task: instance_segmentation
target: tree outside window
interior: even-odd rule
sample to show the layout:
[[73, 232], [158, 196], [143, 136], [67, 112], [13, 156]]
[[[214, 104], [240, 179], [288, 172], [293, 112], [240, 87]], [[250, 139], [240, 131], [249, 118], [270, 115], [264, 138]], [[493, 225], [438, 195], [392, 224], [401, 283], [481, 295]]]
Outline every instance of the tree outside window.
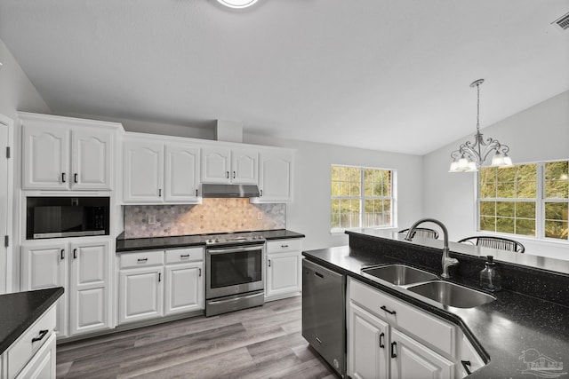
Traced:
[[331, 228], [393, 225], [393, 171], [332, 166]]
[[481, 168], [479, 230], [566, 241], [568, 163]]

• **Required task**: Return these entries line for line, without the picture.

• **Solved exercise**:
task: instance_segmentation
target: tree outside window
interior: even-odd rule
sample to show the layout:
[[73, 232], [158, 196], [143, 136], [67, 112], [13, 156]]
[[[214, 104], [240, 179], [288, 172], [293, 112], [240, 87]], [[250, 139], [240, 131], [249, 118], [270, 115], [264, 138]], [[493, 225], [438, 195], [392, 224], [401, 283], [481, 295]]]
Outline every instance of the tree outside window.
Traced:
[[331, 228], [393, 225], [393, 171], [332, 166]]
[[481, 168], [479, 230], [566, 241], [568, 163]]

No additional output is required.